Results were measured in two ways. First, a “blinded” dermatologist measured the severity of a patient’s psoriasis lesions weekly using the Psoriasis Severity Scale (PSS), a standard tool used to track the redness, hardening and thickening of skin. The second measure was whether a patient experienced a “relapse” in lesion severity, defined arbitrarily as a return to a PSS score within two units of a patient’s initial score.
In terms of the overall PSS severity scores, results were mixed. The Stanford study site found no group differences in PSS scores that could be attributed to the different treatment regimens. Ader believes that elevated baseline PSS scores in the randomly selected Dose Control subjects at Stanford might have obscured the differences between the dose control and partial reinforcement groups. For instance, results could have been influenced by differences in the amount of sun patients were exposed to in Upstate New York and California (ultraviolet light is an established treatment for psoriasis).
In Rochester, there were no differences between the PSS values of the Partial Reinforcement and Dose Control groups at the point in the study where experimental treatment began. In this case, partial reinforcement brought about a greater reduction in lesion severity during the experimental epoch than continuous reinforcement with the same cumulative amount of drug.
The relapse results were clearer. Four of 18 patients (22.2 percent) in
the 100 percent reinforcement group (full dose all the time) relapsed
within the eight-week experimental epoch. Among patients treated with a
full dose of drug, but one half or one quarter of the time (50 or 25
percent reinforcement schedule), four of 15 patients (26.7 percent)
relapsed. Thus, the incidence of relapse did not differ substantially
between patients receiving a full dose of drug all the time and those
treated under the partial reinforcement schedules, researchers said. In
contrast, eight of the 13 patients (61.5 percent) in the dose control
group who received active drug each time, but not the full does,
relapsed in the same epoch of time.
Thus, the incidence of relapse in the partial reinforcement group (26.7
percent) was significantly less than in dose control patients (61.5
percent) that received the same cumulative amount of drug. Further
studies are underway, and others are planned, to confirm the effect,
answer the questions raised and explore the effect in other autoimmune
diseases.

> [Record set]

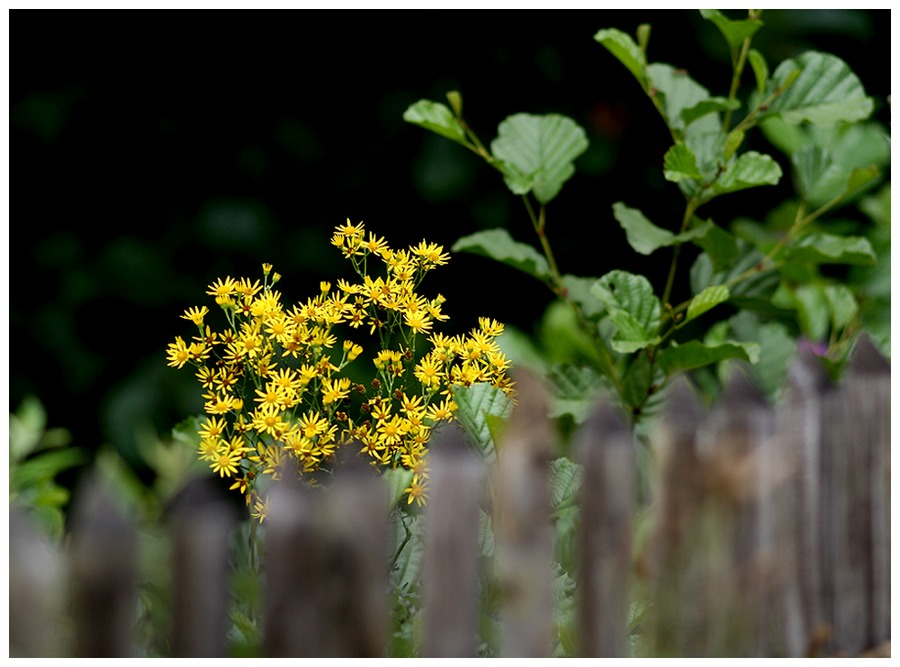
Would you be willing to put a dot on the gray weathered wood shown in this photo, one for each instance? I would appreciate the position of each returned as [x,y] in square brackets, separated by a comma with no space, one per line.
[200,526]
[523,535]
[451,563]
[606,451]
[104,574]
[326,568]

> [Exercise aim] Transcribe the part of the psoriasis study text that starts at "In terms of" and stops after "treatment for psoriasis).", word for word.

> [Response for this exercise]
In terms of the overall PSS severity scores, results were mixed. The Stanford study site found no group differences in PSS scores that could be attributed to the different treatment regimens. Ader believes that elevated baseline PSS scores in the randomly selected Dose Control subjects at Stanford might have obscured the differences between the dose control and partial reinforcement groups. For instance, results could have been influenced by differences in the amount of sun patients were exposed to in Upstate New York and California (ultraviolet light is an established treatment for psoriasis).